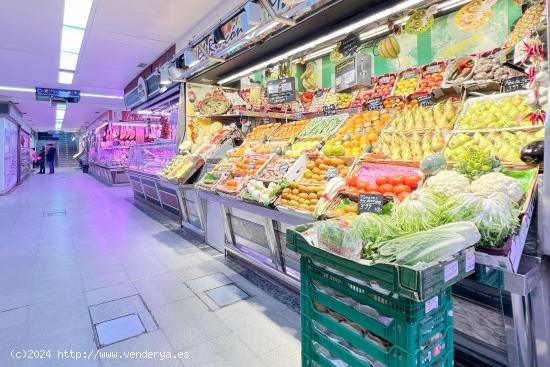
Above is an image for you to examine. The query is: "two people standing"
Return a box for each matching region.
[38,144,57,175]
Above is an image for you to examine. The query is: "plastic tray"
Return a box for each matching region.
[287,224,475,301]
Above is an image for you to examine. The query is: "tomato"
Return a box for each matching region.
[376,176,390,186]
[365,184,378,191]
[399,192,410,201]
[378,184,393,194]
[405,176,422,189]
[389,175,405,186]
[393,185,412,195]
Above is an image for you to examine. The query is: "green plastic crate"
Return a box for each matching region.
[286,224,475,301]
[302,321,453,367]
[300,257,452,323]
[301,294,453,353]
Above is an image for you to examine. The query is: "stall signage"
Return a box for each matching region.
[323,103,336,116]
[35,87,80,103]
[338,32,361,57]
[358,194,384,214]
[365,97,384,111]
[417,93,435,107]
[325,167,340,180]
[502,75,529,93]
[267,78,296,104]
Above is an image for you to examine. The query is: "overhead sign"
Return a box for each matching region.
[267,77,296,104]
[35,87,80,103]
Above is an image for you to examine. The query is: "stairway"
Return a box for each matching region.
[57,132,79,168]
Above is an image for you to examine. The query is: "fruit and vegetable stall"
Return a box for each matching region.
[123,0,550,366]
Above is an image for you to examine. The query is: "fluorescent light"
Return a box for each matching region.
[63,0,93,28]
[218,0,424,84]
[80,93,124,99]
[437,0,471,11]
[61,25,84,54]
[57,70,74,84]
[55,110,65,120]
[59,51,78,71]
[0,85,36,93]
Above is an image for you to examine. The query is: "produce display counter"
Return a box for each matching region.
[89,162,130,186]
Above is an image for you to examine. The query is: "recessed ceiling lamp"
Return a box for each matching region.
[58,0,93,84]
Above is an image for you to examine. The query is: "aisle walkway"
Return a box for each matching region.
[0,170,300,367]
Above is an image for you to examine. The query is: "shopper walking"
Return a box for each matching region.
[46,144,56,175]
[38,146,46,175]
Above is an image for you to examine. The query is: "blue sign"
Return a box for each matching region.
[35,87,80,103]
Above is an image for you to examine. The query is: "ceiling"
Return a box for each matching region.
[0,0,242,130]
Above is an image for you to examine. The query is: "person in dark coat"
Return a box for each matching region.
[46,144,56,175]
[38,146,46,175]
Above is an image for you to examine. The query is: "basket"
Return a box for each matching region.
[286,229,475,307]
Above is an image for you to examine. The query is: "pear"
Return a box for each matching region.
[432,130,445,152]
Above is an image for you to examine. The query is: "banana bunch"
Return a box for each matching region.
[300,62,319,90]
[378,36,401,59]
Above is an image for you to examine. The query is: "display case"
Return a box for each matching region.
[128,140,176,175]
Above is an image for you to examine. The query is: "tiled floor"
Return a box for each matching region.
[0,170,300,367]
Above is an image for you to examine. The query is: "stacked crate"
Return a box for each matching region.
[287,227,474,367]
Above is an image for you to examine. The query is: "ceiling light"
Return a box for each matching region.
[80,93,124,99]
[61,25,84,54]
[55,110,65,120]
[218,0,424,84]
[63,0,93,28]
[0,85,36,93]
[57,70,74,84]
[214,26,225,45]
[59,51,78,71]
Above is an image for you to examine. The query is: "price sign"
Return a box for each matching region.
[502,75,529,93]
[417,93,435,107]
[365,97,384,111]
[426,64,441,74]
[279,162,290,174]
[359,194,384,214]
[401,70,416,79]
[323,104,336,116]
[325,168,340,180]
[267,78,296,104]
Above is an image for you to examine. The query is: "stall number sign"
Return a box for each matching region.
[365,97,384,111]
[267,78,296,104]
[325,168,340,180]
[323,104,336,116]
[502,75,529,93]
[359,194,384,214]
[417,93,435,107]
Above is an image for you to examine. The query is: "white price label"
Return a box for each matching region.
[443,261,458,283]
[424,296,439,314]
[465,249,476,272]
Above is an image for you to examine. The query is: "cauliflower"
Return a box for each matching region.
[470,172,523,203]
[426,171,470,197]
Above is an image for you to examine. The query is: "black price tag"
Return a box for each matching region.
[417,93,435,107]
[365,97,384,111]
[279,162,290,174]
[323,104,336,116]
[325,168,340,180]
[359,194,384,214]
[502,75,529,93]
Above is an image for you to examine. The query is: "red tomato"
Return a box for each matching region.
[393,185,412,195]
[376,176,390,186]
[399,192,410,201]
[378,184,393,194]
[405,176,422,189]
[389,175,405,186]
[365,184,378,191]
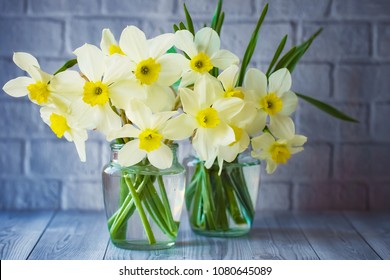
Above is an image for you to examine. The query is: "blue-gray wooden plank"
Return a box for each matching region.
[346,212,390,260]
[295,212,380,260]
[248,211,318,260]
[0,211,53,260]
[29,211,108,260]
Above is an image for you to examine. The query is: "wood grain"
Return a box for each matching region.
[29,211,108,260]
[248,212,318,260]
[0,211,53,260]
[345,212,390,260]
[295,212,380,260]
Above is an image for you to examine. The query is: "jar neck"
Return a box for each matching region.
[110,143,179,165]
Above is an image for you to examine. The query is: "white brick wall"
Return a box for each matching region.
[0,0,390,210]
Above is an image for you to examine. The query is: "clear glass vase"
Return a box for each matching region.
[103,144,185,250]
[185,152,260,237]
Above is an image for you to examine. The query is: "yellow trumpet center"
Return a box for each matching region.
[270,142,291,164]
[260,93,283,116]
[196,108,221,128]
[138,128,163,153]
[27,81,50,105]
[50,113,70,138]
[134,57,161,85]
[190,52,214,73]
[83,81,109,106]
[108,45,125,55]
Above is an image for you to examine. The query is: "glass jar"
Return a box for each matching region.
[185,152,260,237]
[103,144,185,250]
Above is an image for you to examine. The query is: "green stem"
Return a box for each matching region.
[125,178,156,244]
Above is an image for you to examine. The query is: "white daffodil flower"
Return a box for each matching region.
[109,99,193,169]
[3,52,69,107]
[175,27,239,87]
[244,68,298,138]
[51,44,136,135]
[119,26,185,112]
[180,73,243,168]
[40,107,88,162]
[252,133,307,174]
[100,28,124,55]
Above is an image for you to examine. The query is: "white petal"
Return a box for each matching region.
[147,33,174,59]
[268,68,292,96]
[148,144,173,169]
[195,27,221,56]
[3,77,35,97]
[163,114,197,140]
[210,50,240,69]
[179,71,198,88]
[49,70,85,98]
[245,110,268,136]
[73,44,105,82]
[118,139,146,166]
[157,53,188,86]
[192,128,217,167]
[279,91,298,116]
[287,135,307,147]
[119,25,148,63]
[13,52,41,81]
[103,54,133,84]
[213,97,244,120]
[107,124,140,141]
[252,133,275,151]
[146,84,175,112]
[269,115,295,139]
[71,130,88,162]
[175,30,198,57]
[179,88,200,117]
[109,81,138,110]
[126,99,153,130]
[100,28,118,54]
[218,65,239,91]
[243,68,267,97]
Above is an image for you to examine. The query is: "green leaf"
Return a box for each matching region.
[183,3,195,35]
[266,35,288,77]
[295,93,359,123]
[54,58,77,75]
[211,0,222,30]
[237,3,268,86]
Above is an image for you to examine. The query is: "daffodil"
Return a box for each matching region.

● Instructions for the task:
How many lines in the entries above contain the string "ceiling" with its case matching? Reply with the number alone.

● Task result:
3